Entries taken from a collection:
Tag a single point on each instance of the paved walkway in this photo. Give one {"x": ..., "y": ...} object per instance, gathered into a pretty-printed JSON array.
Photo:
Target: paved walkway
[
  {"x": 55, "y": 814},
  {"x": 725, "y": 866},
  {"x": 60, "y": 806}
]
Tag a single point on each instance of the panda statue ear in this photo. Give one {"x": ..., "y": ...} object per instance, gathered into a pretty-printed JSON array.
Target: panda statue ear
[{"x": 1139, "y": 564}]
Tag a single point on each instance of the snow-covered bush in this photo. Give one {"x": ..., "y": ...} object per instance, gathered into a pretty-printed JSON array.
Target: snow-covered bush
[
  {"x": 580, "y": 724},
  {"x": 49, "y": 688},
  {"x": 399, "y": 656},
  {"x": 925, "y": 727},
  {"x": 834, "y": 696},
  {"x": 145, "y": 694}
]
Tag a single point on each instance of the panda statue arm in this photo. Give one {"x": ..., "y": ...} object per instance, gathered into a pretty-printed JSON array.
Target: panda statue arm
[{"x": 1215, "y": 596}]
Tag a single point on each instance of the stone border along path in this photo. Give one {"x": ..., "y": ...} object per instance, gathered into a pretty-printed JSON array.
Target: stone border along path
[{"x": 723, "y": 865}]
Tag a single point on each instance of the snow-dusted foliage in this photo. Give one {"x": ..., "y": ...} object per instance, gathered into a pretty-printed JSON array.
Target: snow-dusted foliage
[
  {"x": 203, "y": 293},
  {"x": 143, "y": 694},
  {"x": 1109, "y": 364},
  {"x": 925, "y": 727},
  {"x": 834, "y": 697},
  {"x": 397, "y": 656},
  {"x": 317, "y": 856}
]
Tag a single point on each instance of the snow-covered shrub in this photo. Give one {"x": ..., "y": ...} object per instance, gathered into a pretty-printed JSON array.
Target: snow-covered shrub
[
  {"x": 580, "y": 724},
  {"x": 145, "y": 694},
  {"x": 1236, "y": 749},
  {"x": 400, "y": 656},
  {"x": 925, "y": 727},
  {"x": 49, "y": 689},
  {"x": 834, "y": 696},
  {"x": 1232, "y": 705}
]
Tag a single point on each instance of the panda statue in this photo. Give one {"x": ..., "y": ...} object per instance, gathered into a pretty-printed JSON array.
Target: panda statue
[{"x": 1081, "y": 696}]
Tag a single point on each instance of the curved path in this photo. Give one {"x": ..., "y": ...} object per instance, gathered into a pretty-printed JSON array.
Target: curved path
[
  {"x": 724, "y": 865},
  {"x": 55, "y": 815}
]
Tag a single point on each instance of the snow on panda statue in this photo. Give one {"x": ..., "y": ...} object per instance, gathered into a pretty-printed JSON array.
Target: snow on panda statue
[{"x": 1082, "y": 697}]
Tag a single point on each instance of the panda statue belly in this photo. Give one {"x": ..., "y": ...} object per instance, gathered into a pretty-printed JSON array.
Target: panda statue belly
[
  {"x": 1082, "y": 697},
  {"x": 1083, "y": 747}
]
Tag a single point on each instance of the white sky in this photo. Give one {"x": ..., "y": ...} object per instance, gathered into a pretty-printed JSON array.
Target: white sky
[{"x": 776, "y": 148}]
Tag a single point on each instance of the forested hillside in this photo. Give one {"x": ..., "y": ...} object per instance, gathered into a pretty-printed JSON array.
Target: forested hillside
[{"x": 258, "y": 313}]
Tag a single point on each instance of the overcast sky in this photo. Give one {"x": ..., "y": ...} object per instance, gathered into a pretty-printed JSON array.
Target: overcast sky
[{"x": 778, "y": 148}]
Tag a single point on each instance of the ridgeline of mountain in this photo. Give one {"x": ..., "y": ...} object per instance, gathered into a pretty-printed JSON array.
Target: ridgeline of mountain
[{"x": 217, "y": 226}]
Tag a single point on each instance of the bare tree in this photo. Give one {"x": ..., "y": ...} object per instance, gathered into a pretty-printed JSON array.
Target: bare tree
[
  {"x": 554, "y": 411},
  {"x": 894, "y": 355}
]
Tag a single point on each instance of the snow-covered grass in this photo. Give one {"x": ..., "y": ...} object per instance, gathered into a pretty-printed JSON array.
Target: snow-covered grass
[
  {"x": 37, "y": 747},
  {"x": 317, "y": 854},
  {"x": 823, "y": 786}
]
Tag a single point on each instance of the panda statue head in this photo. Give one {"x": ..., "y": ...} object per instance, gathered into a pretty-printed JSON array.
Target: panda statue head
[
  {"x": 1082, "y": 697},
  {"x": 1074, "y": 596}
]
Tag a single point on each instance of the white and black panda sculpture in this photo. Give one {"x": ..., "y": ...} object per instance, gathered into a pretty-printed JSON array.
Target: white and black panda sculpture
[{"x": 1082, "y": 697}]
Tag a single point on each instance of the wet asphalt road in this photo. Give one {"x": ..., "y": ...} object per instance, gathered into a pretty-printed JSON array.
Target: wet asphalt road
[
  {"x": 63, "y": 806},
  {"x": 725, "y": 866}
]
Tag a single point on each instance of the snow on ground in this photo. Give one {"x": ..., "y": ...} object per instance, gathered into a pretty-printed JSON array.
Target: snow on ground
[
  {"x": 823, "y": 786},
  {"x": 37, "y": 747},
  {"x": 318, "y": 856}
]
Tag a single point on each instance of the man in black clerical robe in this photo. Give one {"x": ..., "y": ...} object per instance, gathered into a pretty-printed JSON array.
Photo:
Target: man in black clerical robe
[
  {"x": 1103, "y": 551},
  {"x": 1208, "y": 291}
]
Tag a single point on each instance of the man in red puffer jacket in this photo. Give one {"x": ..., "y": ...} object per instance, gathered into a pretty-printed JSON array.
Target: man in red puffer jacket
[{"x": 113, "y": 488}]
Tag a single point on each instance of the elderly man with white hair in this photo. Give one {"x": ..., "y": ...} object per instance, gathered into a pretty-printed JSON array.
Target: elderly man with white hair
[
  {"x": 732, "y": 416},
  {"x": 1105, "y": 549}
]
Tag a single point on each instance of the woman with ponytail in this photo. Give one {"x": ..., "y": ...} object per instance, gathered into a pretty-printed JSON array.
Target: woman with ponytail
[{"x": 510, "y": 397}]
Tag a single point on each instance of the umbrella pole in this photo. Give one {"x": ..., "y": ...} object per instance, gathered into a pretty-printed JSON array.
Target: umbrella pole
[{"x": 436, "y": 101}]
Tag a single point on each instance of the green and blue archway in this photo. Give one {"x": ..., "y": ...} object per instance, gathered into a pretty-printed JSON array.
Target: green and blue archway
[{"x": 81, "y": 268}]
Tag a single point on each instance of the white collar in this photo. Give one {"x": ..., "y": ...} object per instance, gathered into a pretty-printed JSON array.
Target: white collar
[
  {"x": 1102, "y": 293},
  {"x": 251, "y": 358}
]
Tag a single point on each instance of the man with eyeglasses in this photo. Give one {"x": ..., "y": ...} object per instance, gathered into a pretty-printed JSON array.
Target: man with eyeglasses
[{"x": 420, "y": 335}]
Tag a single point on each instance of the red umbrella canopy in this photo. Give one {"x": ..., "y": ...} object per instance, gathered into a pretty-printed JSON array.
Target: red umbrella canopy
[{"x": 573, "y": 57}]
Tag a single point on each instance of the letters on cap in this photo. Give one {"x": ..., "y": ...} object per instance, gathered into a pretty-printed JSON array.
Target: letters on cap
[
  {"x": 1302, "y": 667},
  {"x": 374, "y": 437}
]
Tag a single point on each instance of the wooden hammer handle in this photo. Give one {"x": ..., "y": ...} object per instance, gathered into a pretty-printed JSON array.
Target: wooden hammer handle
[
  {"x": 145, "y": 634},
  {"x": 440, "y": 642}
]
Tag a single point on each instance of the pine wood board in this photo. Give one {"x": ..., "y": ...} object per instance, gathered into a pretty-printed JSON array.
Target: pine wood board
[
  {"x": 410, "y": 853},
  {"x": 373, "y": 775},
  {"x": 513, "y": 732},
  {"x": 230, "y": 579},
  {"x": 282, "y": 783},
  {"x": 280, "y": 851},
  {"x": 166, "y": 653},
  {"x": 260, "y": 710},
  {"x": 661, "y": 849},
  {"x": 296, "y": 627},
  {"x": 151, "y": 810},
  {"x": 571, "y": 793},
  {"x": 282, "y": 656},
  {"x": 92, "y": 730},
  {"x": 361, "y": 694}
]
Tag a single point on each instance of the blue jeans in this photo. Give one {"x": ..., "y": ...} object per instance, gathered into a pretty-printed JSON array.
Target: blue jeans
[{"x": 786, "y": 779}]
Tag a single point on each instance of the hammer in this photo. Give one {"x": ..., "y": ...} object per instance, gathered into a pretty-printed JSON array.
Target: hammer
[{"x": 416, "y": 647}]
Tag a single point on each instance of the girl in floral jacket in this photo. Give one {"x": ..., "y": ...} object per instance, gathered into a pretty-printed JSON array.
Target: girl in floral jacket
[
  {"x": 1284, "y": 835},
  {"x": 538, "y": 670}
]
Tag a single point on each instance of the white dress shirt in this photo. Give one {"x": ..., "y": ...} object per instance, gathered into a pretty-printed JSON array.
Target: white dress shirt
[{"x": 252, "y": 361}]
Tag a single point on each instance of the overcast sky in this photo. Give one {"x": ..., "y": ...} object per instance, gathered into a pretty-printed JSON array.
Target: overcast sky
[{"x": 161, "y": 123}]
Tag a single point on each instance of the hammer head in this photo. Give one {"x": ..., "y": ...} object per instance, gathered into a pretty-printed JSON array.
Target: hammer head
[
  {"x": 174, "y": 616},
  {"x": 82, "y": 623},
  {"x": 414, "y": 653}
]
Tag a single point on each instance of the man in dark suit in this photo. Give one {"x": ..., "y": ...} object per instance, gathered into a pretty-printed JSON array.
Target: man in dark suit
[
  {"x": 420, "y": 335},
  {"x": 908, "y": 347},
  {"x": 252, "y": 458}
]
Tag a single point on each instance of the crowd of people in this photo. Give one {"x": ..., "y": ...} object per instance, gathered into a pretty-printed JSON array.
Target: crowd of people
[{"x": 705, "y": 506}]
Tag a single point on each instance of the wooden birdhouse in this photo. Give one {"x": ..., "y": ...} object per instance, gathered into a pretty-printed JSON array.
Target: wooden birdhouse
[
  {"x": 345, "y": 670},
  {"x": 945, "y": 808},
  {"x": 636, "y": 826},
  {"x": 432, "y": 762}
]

» **TASK DIRECTIONS**:
Nothing but the lines above from the one containing "Tag a single point on each instance of the white and" through the one containing "Tag a single point on each instance of the wet" should appear in the answer, each repeated exactly.

» **EXERCISE RESULT**:
Tag a single point on each instance of the white and black panda sculpture in this photo. Give one {"x": ..., "y": ...} object per instance, gathered into a pretty-printed JSON array.
Target: white and black panda sculpture
[{"x": 1082, "y": 697}]
Tag a single point on each instance of the wet asphalt road in this photo. Give one {"x": ..., "y": ...} object per instance, gathered into a pretty-printed JSON array.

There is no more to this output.